> [Data to process]:
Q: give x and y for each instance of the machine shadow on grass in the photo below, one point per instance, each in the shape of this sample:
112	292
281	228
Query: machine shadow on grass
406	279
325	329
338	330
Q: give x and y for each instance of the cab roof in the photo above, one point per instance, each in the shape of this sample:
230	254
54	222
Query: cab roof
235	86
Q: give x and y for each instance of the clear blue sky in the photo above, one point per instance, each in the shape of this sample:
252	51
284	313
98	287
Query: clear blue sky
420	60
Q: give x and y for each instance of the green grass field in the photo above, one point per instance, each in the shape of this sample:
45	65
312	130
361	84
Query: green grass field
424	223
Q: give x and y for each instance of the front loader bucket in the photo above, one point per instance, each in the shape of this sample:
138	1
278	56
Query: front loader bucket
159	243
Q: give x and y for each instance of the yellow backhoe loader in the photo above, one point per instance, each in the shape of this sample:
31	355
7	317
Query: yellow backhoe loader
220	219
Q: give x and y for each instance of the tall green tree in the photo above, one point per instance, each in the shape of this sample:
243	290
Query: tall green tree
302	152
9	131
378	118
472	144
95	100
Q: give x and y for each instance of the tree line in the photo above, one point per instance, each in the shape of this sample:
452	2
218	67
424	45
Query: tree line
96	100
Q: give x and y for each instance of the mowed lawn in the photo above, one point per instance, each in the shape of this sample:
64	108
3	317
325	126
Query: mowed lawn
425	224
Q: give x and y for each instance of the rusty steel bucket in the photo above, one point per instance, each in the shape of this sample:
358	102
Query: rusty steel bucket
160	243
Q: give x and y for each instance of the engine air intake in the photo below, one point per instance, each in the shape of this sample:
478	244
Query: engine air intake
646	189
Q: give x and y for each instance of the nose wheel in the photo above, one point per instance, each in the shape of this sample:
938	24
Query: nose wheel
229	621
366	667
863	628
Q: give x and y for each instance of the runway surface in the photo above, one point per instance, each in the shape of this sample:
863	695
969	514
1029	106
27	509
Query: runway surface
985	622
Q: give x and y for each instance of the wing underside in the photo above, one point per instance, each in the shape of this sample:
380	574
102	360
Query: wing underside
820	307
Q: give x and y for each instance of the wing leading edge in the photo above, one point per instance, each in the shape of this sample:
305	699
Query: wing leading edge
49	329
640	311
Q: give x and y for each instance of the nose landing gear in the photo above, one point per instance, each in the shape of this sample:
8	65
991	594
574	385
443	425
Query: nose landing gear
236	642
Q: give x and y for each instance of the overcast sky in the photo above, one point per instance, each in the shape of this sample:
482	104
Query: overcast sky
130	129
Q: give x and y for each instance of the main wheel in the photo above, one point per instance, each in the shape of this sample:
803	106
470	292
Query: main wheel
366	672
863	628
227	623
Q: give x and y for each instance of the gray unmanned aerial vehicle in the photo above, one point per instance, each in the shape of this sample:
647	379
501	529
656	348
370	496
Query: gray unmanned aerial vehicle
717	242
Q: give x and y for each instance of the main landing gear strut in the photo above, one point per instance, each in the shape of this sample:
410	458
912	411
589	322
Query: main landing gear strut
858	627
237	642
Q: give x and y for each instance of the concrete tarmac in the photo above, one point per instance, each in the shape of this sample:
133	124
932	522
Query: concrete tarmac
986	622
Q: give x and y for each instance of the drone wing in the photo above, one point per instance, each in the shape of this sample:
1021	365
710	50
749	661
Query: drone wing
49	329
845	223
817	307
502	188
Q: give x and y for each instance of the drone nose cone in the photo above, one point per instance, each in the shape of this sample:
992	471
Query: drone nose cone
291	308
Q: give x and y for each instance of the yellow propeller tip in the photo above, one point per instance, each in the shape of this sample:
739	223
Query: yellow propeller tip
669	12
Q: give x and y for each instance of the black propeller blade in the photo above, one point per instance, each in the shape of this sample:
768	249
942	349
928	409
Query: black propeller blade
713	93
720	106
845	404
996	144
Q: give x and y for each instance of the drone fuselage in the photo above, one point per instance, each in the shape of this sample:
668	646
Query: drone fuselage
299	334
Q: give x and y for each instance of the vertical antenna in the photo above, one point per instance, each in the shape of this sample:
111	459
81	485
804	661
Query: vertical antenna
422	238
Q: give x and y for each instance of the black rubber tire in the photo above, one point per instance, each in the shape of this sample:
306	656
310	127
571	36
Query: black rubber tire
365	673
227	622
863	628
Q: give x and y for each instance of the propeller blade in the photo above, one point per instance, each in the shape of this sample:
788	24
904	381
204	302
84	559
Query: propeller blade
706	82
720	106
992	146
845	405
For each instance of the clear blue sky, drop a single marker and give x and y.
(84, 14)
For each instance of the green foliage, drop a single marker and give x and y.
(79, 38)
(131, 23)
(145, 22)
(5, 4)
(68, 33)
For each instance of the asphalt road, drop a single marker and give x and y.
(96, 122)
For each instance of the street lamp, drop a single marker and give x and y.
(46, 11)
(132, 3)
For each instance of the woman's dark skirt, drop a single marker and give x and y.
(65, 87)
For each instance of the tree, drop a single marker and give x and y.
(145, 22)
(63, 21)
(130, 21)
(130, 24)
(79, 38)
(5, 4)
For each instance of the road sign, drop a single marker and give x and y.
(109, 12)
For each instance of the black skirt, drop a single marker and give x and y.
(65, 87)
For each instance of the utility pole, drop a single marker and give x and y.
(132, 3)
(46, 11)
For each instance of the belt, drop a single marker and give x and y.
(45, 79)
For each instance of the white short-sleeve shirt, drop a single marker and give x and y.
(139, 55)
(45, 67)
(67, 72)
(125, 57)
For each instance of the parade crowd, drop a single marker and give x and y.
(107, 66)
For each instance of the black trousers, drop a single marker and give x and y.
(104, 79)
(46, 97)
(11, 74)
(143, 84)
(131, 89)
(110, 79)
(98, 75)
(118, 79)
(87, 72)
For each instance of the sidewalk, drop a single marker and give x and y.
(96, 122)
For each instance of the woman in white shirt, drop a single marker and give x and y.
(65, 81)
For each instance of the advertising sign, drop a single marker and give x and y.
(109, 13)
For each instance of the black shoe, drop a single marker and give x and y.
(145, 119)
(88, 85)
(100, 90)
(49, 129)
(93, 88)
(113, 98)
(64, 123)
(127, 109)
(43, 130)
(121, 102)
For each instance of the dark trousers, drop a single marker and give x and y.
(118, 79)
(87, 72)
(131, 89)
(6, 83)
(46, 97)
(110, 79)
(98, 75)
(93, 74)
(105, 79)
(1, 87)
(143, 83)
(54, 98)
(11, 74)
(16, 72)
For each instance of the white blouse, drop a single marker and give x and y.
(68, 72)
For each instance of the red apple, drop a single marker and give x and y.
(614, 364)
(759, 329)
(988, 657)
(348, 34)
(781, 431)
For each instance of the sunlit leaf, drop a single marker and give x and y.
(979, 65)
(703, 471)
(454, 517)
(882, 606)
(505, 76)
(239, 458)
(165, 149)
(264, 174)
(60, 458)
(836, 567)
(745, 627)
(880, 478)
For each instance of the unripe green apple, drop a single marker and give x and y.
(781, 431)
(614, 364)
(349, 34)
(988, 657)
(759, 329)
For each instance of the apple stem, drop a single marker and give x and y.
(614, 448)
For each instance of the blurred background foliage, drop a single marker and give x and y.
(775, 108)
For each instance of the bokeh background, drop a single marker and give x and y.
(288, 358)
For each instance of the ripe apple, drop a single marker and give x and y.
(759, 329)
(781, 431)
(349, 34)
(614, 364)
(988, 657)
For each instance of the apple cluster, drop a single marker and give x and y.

> [Written exercise]: Repeat exactly, and only, the lines from the line with "For each instance of the dark" through the end of the listing above, both ends included.

> [Complete output]:
For each instance of the dark trousers, drop a single marker and give x and y.
(118, 79)
(87, 72)
(131, 89)
(6, 83)
(46, 97)
(110, 79)
(98, 75)
(93, 74)
(105, 79)
(1, 87)
(143, 83)
(54, 98)
(11, 74)
(16, 72)
For each instance of the white blouse, drop a single marker and give x and y.
(68, 72)
For each instance of the red apple, drop a single marker and give x and y.
(614, 364)
(759, 329)
(988, 657)
(348, 34)
(781, 431)
For each instance of the sunlit leaf, drop a single marker and give x and y.
(979, 65)
(703, 471)
(454, 517)
(882, 606)
(505, 76)
(239, 458)
(165, 149)
(264, 174)
(60, 458)
(836, 567)
(745, 627)
(880, 478)
For each instance of the unripe green apple, drop a single marker and give x and y.
(781, 431)
(614, 364)
(349, 34)
(988, 657)
(759, 329)
For each instance of the apple stem, drop a single marker and give x and y.
(614, 448)
For each instance of the blurred background foliage, drop a single marker and give x and y.
(775, 108)
For each instance of the bokeh background, drop a single marker and give x and y.
(288, 358)
For each instance of the ripe apple, drop a single marker and give x and y.
(759, 329)
(781, 431)
(349, 34)
(614, 364)
(988, 657)
For each instance of the apple cluster, drop a single marker and give x and y.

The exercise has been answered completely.